WORK TO COMPLETE
Report every line of the data below that contains the string "white", copying each line in full. Case counts.

-- RECORDS TO USE start --

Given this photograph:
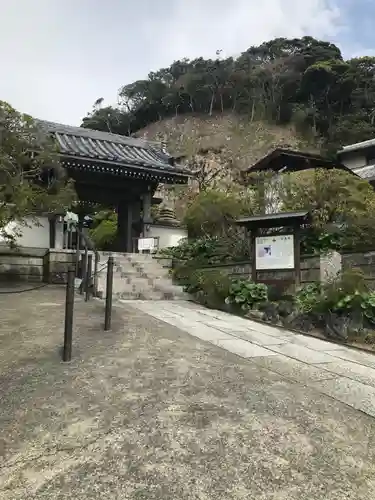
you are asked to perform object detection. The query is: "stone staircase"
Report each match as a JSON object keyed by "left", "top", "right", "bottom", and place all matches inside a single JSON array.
[{"left": 98, "top": 252, "right": 189, "bottom": 300}]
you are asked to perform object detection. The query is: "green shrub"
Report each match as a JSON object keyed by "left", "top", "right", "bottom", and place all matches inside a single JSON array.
[
  {"left": 89, "top": 210, "right": 117, "bottom": 250},
  {"left": 295, "top": 283, "right": 322, "bottom": 314},
  {"left": 226, "top": 279, "right": 268, "bottom": 310},
  {"left": 180, "top": 267, "right": 231, "bottom": 309},
  {"left": 296, "top": 270, "right": 375, "bottom": 323},
  {"left": 161, "top": 238, "right": 231, "bottom": 267}
]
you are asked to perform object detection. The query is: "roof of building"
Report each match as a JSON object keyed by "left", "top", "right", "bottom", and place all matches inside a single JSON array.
[
  {"left": 353, "top": 165, "right": 375, "bottom": 181},
  {"left": 236, "top": 210, "right": 310, "bottom": 229},
  {"left": 37, "top": 120, "right": 189, "bottom": 182},
  {"left": 246, "top": 148, "right": 353, "bottom": 173},
  {"left": 337, "top": 139, "right": 375, "bottom": 155}
]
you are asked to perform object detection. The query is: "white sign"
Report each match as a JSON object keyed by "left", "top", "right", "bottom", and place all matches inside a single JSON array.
[
  {"left": 255, "top": 234, "right": 294, "bottom": 270},
  {"left": 138, "top": 238, "right": 155, "bottom": 252}
]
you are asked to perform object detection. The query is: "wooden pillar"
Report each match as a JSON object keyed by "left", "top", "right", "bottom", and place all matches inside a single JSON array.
[
  {"left": 49, "top": 216, "right": 56, "bottom": 248},
  {"left": 142, "top": 192, "right": 152, "bottom": 238},
  {"left": 116, "top": 201, "right": 133, "bottom": 253},
  {"left": 294, "top": 225, "right": 301, "bottom": 289}
]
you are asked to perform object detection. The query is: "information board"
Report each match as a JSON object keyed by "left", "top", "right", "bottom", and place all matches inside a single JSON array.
[
  {"left": 255, "top": 234, "right": 294, "bottom": 271},
  {"left": 138, "top": 238, "right": 155, "bottom": 252}
]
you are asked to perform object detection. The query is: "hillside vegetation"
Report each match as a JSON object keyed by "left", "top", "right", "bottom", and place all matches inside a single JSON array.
[{"left": 83, "top": 37, "right": 375, "bottom": 152}]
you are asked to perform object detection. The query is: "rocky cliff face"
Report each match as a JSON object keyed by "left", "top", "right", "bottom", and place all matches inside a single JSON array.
[{"left": 136, "top": 114, "right": 319, "bottom": 217}]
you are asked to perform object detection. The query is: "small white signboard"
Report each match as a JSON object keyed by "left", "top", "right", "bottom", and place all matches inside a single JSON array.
[
  {"left": 255, "top": 234, "right": 294, "bottom": 271},
  {"left": 138, "top": 238, "right": 155, "bottom": 252}
]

-- RECORDS TO USE end --

REPLY
you are asked to perform object detection. The query is: "white sign"
you are asked to perform object detection. The query is: "small white signboard"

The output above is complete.